§ EXERCISE DETAILS
Copy out all lines of the material below in which "tree" occurs.

§ TASK INPUT
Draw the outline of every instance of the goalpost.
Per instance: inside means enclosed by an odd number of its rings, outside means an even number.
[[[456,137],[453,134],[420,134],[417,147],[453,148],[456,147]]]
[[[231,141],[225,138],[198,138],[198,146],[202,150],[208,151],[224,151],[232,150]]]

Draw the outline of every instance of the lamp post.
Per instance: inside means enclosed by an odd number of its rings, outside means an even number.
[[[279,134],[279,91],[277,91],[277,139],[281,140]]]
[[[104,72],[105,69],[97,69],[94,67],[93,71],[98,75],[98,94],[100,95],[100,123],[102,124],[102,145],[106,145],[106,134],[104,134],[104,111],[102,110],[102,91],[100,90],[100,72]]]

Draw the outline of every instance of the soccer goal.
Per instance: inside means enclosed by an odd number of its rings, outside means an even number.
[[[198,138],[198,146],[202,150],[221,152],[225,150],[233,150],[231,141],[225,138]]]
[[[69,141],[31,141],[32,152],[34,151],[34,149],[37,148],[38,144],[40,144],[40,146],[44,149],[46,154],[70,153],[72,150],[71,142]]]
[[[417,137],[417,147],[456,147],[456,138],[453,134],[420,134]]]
---
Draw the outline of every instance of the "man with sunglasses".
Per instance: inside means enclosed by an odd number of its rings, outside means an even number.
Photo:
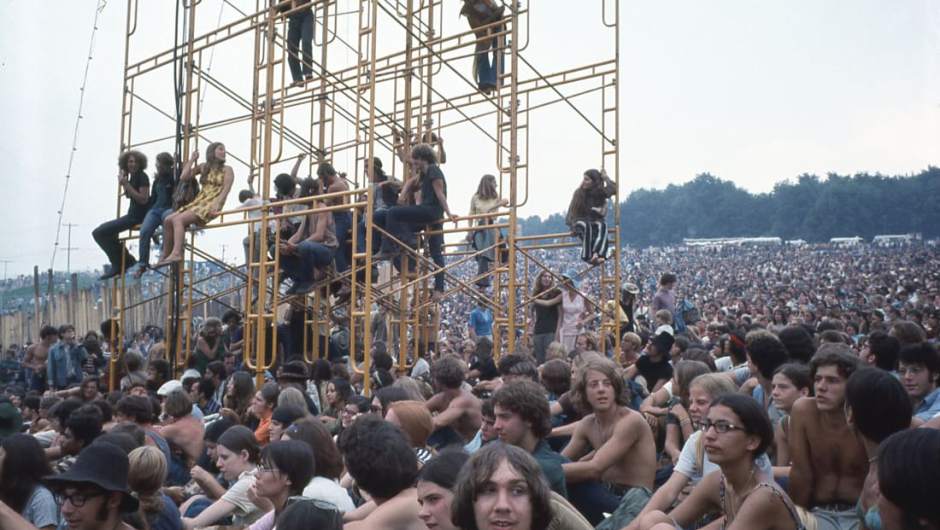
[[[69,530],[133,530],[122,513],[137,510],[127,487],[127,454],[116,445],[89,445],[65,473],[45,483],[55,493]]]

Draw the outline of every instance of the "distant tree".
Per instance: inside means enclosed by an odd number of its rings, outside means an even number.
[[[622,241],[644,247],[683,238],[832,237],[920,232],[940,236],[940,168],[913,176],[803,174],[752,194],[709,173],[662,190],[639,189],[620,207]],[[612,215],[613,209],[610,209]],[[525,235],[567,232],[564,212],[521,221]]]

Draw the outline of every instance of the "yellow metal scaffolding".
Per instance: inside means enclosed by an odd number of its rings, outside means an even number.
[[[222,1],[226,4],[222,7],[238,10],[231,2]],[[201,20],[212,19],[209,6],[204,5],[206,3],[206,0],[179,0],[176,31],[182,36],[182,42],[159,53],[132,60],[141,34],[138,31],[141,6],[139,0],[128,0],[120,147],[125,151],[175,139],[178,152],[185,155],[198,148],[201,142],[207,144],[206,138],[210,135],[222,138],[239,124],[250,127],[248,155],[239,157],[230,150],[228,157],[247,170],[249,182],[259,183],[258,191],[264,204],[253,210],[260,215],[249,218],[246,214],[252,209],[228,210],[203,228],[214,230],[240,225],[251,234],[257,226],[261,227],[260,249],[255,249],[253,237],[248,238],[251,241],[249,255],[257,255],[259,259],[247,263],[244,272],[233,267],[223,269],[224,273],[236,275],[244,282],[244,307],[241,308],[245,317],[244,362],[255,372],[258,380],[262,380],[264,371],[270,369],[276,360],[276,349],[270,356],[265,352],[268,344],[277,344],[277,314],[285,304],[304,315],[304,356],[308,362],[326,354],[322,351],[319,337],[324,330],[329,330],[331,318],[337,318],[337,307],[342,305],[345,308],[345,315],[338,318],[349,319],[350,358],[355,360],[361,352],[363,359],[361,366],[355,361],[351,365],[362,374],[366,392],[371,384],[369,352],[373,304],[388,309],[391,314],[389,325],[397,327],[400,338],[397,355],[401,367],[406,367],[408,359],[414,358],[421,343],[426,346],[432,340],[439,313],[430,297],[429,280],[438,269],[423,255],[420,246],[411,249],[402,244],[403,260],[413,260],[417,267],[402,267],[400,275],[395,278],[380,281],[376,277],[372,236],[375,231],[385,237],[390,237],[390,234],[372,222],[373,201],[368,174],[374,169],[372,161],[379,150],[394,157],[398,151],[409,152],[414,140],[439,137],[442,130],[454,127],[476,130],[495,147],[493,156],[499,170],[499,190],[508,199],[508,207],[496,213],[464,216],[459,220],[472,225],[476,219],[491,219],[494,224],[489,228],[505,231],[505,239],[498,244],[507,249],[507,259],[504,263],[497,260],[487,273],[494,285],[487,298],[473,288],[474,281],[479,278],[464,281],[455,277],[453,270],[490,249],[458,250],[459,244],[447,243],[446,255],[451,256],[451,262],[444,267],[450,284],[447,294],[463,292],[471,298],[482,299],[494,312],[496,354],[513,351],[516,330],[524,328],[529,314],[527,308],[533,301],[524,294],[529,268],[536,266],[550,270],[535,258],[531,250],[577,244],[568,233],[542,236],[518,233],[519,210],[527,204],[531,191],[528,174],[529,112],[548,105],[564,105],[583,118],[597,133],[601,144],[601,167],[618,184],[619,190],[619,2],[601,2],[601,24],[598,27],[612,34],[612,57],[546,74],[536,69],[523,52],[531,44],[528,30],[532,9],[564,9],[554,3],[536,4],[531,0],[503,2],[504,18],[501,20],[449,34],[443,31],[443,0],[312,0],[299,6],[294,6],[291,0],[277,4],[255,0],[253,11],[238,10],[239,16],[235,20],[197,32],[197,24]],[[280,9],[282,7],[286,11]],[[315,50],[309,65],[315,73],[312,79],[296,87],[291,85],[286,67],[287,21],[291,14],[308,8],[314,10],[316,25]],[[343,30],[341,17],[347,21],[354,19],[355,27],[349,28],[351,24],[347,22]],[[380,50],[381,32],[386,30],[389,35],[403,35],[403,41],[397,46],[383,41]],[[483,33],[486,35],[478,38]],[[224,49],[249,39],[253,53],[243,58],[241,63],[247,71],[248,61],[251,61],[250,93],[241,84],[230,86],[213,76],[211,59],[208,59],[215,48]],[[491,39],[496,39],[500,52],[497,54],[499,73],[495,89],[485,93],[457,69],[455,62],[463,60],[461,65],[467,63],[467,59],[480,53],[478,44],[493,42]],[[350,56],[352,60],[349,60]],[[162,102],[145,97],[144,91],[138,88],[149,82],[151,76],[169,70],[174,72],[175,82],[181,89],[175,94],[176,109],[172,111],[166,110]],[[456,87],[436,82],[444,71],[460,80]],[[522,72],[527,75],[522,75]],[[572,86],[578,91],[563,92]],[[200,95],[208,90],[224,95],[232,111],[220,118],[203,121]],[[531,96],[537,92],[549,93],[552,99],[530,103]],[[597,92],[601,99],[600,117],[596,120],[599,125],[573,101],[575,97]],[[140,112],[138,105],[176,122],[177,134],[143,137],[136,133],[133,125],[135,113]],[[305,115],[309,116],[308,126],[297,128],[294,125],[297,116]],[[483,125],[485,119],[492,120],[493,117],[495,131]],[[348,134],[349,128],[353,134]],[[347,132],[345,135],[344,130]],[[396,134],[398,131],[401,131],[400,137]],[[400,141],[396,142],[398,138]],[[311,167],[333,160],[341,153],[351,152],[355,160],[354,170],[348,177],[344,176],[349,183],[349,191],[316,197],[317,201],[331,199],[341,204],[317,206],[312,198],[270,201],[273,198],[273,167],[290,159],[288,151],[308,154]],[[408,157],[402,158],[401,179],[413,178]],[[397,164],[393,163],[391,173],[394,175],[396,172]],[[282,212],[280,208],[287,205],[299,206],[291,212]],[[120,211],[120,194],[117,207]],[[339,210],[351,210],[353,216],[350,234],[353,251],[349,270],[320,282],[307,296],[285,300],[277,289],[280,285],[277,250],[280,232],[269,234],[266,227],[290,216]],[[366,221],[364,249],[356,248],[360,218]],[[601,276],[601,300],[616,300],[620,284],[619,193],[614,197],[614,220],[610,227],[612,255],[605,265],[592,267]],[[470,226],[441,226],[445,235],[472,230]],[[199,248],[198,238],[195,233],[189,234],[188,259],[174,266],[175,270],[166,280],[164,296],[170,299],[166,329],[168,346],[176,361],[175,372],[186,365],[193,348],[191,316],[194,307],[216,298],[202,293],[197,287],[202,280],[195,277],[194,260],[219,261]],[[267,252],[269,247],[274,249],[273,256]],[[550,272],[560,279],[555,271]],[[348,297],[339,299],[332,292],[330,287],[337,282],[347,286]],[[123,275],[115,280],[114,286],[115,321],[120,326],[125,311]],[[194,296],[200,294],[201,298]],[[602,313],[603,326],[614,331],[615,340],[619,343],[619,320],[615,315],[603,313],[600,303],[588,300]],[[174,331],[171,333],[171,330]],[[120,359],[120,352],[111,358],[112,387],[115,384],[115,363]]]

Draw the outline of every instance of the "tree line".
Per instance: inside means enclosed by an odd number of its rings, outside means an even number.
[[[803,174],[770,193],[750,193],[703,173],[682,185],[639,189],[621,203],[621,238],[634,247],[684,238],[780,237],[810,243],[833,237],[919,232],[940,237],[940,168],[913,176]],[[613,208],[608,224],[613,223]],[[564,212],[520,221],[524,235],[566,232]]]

§ TASK RESULT
Draw the outline of every instance of the "distant tree".
Draw the outline of every instance of the "tree line".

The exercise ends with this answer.